The structures of a fascist society in the midst of apocalyptic capitalism – the rewards one gets for going with the flow and the punishments one receives for opposing it –make it extremely isolating to adhere to even the most basic, scientifically-accurate understanding of reality. For those that lament publicly, “What will it take for us to rise up?” the answer is simple to say, but long and arduous to undertake. A person’s material conditions must change such that it is more unbearable to live and benefit from a violent regime than it is to be socially marooned. The reward for trying to change the world must be more exciting and meaningful than the punishment for trying to change the world. The excitement and rush of meaning into one’s life must become contagious until there are a critical mass of people willing to risk both their lives and their own self-image.
This is a long-term, generational* task. If what you actually want is for the violence to go below the surface again, for the images and outrage on Instagram to be hidden by the algorithm, if you want to go back to discussing Oscar snubs without the fiddling, little feeling in the back of your head and mental flashes of bloodstained concrete, if that is what you want, the work will be building thicker and higher psychic walls to keep the world out. The work will be to not go absolutely insane as reality leaks in through the cracks.
*The more one is embedded in the system – the more your sense of self and livelihoods and friendships and emotional wellbeing draw their power from The Way Things Are – the more difficult it will be to truly change. I don’t want to say that Boomers and Gen X are lost causes, but they reproduce the current order with every molecule of their being. To paraphrase Thomas Kuhn, the change will truly come when the old order dies away.
But if you want actual change, at a minimum, it will require expropriating the ill-gotten gains of billionaires and the imprisonment of the entire ruling class (Dems and GOP alike) and their loutish henchmen, and to do that will require the sacrifice of our dreams and probably many of our lives. As I have been perpetually asserting, this is not an indictment of the average person who so far has been skipping down the killing floor of American life. Deep, fundamental change is a lot to ask of people and because of that, it will require the material conditions that force people to act. When your existential dreams and your own life mean less than the liberation of all, when the pain of living in such a noxious, inhuman society gets to be too much, you will have to make a decision.
====
#### [Explore the material]
- a) Answer these questions from the passage on social change:
(i) Which two generations does the writer say "reproduce the current order"?
(ii) Whom does the writer paraphrase?
(iii) Which two parties does the writer name as part of the ruling class?
- b) In the passage on social change, list everything the footnote says can "draw their power from The Way Things Are."
The entries have nothing to do with the passage.
====
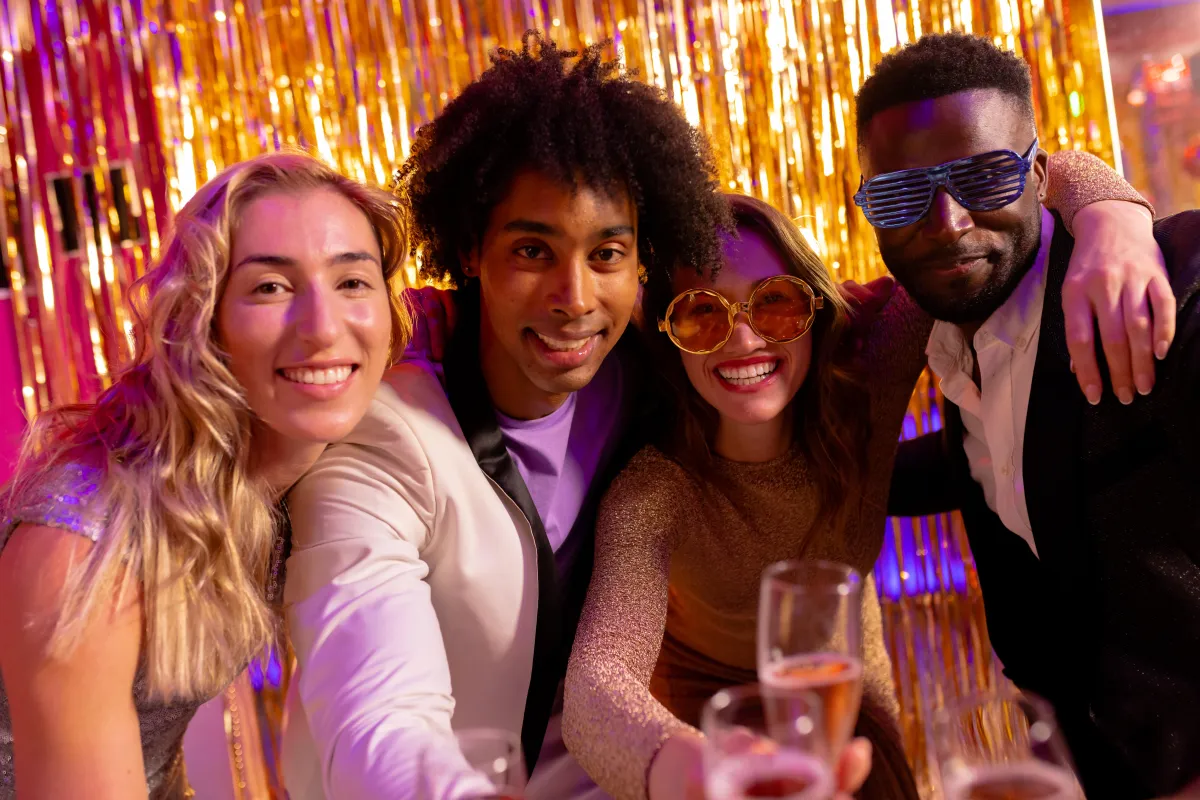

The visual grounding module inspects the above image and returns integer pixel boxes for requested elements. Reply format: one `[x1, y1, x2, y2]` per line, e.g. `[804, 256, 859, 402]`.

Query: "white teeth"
[534, 331, 592, 353]
[282, 367, 354, 386]
[716, 361, 779, 386]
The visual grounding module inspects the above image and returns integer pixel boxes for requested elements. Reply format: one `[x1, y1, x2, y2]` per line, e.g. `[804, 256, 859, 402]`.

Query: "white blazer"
[283, 362, 604, 800]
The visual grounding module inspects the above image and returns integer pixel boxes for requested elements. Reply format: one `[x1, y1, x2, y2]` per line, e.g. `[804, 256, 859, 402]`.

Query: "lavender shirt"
[496, 354, 624, 577]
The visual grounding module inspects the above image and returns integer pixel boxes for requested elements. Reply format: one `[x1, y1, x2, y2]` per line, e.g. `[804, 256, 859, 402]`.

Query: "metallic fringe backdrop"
[0, 0, 1115, 796]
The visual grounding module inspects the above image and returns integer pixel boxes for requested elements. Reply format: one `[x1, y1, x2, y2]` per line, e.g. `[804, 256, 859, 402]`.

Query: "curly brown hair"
[644, 193, 870, 544]
[396, 30, 732, 287]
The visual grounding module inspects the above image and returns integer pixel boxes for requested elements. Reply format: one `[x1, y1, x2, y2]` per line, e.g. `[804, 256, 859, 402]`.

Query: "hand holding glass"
[701, 685, 834, 800]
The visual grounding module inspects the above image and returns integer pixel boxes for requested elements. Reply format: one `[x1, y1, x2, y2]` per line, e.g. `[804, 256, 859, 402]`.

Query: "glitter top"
[563, 154, 1145, 800]
[0, 463, 287, 800]
[563, 290, 931, 800]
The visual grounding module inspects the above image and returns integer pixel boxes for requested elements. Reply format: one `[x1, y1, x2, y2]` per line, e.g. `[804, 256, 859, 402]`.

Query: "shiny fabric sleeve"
[0, 462, 107, 548]
[1044, 150, 1154, 234]
[563, 449, 694, 800]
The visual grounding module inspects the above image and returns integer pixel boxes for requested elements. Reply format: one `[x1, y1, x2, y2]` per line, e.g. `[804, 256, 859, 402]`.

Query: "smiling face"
[673, 228, 812, 439]
[859, 89, 1046, 324]
[216, 190, 392, 444]
[466, 170, 638, 419]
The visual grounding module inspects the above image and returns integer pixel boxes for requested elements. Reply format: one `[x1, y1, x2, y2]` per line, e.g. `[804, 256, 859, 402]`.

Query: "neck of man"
[479, 325, 568, 420]
[250, 422, 325, 499]
[955, 211, 1050, 362]
[713, 407, 792, 463]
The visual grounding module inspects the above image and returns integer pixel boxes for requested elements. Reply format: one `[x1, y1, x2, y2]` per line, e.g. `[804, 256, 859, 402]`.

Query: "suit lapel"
[1022, 216, 1085, 561]
[445, 285, 564, 772]
[1022, 215, 1097, 671]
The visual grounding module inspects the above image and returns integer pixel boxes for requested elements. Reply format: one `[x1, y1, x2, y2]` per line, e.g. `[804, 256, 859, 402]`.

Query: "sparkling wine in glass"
[758, 561, 863, 756]
[934, 685, 1084, 800]
[701, 685, 834, 800]
[455, 728, 527, 800]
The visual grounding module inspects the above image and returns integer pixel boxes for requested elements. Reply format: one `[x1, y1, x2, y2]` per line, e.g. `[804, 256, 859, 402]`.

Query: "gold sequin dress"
[563, 154, 1141, 800]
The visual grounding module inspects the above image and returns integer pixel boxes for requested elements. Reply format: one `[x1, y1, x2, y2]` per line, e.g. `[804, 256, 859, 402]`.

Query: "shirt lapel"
[445, 285, 565, 772]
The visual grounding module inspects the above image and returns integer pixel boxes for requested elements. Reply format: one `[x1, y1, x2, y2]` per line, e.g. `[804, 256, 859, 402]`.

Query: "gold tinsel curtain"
[0, 0, 1115, 796]
[0, 0, 1112, 413]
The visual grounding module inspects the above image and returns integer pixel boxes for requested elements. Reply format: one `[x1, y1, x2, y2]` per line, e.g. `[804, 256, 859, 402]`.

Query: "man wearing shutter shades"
[873, 35, 1200, 799]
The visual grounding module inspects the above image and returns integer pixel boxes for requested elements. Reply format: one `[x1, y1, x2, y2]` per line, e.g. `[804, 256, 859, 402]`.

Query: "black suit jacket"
[444, 283, 650, 772]
[889, 211, 1200, 799]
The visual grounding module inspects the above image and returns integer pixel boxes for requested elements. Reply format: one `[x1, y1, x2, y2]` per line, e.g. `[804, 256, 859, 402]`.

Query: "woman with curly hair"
[0, 154, 409, 800]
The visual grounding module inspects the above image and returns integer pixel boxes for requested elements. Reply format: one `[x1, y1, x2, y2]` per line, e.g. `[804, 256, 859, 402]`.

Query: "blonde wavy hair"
[5, 152, 410, 698]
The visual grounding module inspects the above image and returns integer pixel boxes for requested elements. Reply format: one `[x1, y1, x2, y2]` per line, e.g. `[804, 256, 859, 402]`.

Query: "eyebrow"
[502, 219, 635, 239]
[233, 251, 379, 270]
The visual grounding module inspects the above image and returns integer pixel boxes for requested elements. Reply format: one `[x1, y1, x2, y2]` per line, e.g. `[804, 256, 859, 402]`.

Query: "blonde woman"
[0, 154, 409, 800]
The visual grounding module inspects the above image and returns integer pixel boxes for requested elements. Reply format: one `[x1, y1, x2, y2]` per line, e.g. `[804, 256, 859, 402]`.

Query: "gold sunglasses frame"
[659, 275, 824, 355]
====
#### [Results of the exercise]
- a)
(i) Boomers and Gen X
(ii) Thomas Kuhn
(iii) Dems and GOP

- b)
- sense of self
- livelihoods
- friendships
- emotional wellbeing